**Objective**
Repeat, word for word, every line from the line holding "Expected behaviour: the pointer locates the distant" through the final line of the entries below. Skip all pictures.

***** Input *****

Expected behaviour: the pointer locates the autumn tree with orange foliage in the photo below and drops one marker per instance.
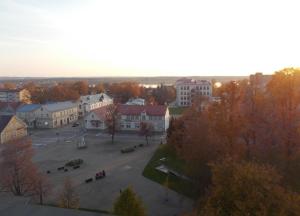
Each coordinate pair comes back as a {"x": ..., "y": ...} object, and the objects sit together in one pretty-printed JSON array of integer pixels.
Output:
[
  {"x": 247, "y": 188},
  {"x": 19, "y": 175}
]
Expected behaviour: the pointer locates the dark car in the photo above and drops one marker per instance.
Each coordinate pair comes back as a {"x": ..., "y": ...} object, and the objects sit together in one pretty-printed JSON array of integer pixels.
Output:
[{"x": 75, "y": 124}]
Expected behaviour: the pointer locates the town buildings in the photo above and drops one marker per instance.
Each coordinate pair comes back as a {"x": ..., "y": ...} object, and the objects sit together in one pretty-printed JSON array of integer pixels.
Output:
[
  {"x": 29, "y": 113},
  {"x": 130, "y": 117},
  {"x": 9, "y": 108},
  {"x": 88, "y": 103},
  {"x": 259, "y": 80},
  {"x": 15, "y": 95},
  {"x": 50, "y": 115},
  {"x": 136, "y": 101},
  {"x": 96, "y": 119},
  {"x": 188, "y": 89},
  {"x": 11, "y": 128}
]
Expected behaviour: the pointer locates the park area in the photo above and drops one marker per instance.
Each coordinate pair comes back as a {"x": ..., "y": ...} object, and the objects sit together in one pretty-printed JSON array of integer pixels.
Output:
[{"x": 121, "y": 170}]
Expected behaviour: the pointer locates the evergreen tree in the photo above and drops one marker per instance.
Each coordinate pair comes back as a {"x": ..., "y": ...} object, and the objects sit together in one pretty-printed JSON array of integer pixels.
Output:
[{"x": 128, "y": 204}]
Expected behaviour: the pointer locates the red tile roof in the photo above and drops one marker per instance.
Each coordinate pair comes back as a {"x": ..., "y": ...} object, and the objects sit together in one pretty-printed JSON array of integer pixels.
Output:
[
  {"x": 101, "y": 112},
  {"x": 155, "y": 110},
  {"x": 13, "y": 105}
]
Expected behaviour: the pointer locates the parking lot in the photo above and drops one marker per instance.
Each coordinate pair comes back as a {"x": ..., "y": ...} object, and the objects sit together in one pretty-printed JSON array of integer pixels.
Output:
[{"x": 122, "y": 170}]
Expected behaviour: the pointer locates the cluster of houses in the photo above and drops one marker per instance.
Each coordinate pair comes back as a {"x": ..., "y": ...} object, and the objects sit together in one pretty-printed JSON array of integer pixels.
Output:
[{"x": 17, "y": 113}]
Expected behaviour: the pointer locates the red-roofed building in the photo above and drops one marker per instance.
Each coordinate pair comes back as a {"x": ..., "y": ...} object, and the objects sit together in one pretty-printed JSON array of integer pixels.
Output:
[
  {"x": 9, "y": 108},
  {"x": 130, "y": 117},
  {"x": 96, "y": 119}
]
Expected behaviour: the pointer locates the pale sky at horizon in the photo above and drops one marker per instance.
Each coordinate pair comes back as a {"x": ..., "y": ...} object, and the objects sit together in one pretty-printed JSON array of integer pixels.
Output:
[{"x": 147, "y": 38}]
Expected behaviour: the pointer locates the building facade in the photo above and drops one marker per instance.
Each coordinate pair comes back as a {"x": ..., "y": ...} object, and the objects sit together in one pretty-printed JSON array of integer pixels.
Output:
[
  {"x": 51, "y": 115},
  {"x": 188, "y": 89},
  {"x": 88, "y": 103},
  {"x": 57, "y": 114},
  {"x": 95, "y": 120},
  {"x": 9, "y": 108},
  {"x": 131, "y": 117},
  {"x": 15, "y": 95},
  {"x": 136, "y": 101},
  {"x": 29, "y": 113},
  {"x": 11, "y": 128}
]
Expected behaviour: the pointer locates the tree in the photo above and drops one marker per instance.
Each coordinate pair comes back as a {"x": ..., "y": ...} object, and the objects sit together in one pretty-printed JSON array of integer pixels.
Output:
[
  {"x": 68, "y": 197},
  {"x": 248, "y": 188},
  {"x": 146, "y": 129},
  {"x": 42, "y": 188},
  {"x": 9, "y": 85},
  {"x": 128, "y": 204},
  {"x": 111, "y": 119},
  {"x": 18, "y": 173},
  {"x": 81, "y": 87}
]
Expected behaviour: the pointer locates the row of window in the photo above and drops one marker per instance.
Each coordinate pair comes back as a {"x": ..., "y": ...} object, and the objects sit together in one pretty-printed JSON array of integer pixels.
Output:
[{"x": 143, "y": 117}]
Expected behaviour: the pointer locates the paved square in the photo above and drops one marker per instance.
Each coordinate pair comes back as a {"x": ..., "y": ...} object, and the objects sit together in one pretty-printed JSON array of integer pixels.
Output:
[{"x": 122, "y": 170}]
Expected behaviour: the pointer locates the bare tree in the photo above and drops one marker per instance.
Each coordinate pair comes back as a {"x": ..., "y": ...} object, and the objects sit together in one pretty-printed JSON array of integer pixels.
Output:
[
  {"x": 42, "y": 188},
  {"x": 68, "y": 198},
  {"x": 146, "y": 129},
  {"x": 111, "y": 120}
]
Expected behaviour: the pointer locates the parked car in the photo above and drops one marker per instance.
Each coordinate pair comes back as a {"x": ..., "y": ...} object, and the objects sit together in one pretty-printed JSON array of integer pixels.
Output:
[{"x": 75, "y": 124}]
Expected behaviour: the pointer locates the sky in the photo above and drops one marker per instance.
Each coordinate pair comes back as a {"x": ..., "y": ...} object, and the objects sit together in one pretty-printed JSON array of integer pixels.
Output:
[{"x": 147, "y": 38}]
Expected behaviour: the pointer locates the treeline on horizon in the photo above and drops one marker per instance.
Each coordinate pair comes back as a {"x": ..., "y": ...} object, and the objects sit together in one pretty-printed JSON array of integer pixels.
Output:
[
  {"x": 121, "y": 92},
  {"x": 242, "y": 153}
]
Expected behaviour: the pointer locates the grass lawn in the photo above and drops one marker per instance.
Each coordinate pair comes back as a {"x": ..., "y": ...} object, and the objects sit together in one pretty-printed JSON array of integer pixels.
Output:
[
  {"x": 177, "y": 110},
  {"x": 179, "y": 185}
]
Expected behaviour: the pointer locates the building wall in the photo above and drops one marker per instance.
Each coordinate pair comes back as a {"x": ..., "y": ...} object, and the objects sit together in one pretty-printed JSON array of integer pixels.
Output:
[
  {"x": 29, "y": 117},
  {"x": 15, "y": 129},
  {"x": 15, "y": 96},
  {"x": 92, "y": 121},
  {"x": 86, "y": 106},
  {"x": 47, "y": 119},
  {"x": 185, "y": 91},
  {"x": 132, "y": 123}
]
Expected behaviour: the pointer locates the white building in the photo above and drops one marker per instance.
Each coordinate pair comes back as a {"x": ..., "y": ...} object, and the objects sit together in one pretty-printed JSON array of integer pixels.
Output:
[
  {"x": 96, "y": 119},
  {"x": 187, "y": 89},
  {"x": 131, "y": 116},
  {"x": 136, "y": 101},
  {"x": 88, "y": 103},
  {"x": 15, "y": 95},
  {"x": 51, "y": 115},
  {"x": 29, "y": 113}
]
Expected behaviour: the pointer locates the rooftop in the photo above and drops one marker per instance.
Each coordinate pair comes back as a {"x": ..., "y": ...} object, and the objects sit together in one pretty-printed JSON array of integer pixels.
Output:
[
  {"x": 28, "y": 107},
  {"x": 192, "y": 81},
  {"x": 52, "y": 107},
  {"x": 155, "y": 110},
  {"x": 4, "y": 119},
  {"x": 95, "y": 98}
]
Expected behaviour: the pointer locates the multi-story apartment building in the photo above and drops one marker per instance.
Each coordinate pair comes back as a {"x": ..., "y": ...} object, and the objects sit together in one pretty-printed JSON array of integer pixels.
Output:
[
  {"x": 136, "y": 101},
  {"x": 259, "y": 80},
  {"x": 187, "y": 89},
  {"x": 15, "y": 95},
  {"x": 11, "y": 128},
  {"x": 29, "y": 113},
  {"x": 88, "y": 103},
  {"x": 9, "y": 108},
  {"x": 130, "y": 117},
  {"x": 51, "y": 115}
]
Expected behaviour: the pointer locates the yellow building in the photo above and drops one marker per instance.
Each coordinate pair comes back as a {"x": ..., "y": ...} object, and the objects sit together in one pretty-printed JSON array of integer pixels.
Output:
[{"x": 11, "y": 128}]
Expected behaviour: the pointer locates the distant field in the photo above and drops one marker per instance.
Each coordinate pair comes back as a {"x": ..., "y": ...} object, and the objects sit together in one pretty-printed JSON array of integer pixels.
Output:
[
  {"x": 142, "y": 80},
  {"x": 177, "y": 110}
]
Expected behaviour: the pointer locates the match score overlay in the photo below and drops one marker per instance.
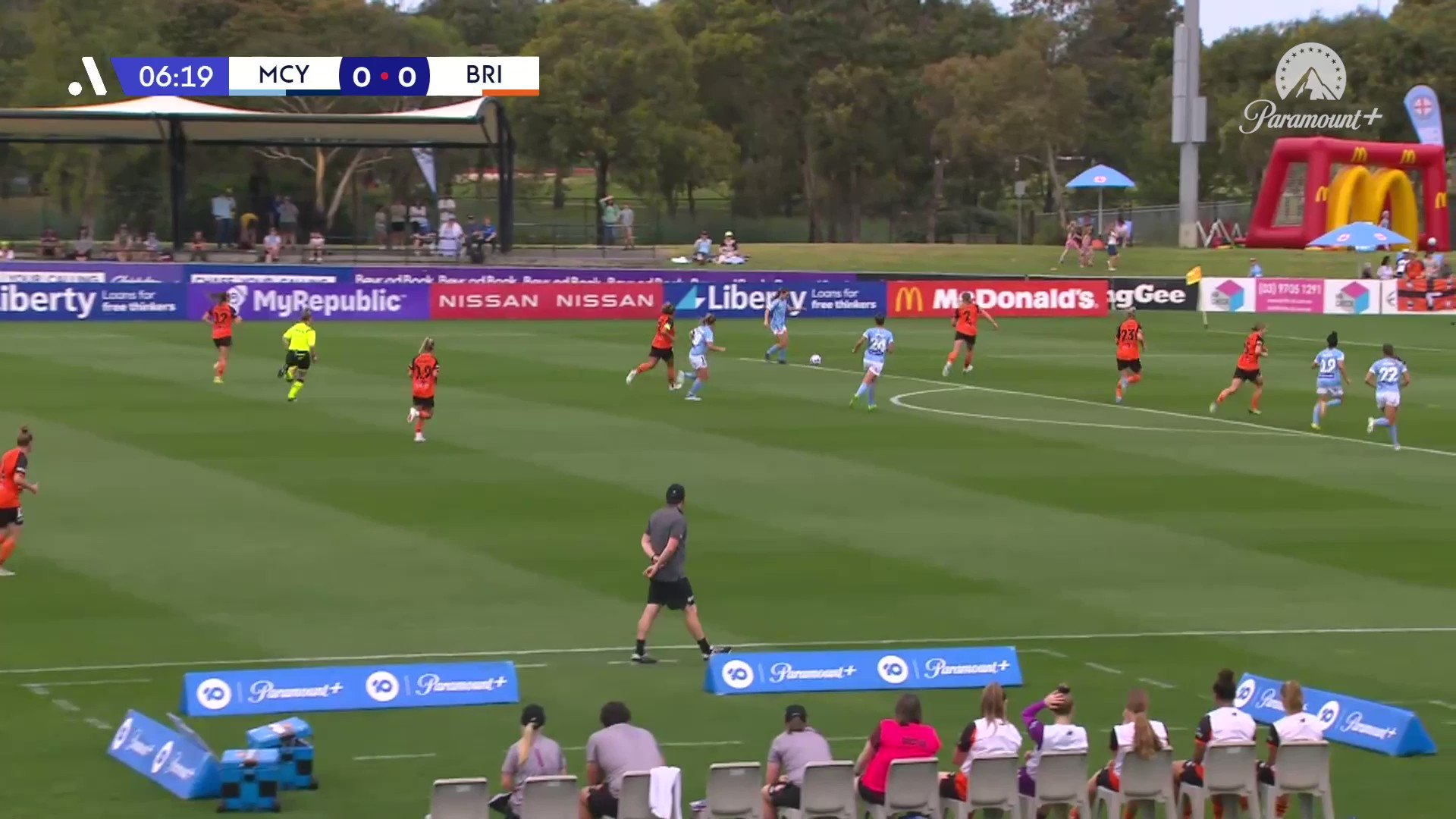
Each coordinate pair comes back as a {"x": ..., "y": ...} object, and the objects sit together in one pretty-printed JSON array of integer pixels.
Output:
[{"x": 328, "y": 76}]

*****

**Answer to the exercise**
Expected behaviour: the pointer locates the distant field in the photo above and drops one marker per instance.
Each coordinate pair comes back as a {"x": ..., "y": ...} object, and the objects sit together in one pretty-printed JSON array of integer pixels.
Output:
[
  {"x": 142, "y": 80},
  {"x": 177, "y": 110}
]
Expected behaviour: the pointer locates the match score overlay in the photo below and drops one marker per instance.
Each coordinate pair comes back as a {"x": ..., "y": ...} object, and the objects sit together in one pretty-printed JSON array of integer pixels.
Output:
[{"x": 328, "y": 76}]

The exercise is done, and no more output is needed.